Provided records ->
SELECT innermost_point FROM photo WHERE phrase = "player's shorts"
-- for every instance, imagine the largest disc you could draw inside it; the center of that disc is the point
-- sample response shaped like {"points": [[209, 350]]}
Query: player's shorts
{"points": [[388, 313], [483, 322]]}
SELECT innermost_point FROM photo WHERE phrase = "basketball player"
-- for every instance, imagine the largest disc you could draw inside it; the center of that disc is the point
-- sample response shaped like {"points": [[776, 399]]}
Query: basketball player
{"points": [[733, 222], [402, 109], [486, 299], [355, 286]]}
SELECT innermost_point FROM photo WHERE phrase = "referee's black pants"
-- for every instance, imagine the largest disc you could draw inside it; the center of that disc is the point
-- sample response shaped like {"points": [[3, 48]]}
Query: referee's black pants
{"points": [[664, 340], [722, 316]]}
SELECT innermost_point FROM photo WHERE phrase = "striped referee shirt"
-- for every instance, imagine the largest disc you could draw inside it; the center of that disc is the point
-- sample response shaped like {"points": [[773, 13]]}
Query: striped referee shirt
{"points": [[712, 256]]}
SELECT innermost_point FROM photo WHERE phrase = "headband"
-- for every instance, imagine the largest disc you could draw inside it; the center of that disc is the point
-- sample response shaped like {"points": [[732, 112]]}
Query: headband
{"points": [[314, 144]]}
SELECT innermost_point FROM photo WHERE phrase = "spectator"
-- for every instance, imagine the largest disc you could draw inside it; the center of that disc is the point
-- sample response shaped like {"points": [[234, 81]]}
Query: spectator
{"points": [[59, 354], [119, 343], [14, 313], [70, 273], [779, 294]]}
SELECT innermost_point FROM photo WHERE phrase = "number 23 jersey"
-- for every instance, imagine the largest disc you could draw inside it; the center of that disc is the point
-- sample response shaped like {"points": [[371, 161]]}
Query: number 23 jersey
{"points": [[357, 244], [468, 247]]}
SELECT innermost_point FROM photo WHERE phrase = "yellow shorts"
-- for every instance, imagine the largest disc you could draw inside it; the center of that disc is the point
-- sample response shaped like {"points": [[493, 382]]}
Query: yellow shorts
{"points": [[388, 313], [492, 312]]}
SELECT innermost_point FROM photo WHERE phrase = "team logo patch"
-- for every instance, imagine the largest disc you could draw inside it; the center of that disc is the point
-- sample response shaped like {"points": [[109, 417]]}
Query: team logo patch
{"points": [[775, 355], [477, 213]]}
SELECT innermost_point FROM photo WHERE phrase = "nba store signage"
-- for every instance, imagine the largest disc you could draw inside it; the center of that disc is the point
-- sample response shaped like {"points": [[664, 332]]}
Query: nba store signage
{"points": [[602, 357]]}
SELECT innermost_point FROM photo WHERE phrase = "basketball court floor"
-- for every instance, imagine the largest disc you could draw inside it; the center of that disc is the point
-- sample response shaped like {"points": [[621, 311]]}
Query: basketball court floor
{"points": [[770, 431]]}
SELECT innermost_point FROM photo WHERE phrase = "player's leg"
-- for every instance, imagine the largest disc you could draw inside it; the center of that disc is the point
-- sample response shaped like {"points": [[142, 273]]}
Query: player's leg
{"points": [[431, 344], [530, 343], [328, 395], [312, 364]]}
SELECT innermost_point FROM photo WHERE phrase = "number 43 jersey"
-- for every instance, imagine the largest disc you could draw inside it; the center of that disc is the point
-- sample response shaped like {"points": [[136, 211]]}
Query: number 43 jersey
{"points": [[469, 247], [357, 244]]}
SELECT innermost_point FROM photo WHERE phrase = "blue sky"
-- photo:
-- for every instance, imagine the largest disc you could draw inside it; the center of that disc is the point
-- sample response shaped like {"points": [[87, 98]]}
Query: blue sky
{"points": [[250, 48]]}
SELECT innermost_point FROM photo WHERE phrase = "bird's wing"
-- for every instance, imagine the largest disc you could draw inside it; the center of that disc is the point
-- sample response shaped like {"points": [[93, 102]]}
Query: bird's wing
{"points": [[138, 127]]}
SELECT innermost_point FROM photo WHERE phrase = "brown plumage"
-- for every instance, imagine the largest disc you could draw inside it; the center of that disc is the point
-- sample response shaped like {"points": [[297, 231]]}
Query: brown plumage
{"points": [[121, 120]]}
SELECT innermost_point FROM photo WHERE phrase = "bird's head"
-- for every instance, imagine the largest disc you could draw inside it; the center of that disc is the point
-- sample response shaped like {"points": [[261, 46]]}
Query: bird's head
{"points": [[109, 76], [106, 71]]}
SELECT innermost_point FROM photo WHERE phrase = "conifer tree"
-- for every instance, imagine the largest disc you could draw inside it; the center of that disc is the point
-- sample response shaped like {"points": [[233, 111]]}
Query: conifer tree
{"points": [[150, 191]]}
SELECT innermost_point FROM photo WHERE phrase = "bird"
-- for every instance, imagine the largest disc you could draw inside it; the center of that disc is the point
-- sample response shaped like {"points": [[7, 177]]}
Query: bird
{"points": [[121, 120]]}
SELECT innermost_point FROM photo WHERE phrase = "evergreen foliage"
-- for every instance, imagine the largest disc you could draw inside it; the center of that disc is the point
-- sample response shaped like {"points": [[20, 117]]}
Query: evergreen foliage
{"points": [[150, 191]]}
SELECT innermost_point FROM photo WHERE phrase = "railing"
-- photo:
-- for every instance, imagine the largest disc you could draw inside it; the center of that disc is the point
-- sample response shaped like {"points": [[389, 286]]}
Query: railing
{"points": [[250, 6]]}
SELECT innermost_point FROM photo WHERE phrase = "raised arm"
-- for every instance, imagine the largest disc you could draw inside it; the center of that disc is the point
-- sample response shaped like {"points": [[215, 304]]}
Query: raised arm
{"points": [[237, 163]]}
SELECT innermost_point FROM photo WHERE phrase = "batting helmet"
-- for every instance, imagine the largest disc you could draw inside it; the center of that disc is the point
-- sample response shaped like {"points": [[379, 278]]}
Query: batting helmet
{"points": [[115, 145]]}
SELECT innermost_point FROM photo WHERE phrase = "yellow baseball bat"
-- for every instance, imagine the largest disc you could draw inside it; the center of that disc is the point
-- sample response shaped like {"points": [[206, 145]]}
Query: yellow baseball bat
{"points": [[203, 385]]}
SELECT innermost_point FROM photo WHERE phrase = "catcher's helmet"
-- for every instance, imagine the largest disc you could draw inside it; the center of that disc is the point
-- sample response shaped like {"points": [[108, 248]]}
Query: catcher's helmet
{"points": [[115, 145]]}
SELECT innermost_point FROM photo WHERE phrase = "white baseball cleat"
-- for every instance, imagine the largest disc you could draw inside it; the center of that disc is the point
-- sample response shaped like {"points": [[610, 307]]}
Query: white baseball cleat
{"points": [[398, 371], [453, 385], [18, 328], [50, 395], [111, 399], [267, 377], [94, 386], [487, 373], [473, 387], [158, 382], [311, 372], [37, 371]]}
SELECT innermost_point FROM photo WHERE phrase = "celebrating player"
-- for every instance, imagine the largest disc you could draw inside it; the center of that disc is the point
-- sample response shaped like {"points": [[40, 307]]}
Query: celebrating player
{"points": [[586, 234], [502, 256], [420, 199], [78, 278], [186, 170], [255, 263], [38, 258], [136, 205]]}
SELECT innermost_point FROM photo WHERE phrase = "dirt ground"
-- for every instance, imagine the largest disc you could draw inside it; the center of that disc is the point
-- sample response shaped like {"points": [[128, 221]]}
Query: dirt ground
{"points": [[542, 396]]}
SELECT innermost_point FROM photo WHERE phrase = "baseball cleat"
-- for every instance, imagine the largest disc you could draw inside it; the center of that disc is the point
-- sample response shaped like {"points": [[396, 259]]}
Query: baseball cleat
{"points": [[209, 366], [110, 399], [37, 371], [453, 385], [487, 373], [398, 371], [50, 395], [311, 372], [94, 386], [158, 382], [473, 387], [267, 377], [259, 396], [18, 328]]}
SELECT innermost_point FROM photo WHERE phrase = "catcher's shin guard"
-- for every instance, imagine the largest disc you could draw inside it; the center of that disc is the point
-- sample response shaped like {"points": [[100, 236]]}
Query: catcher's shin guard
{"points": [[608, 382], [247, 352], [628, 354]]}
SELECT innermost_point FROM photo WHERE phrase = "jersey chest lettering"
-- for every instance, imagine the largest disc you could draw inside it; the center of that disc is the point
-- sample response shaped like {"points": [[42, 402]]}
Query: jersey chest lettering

Directions for this task -> Count the lines of the data that hold the string "lettering", and give that number as the entire reply.

Written response -> 2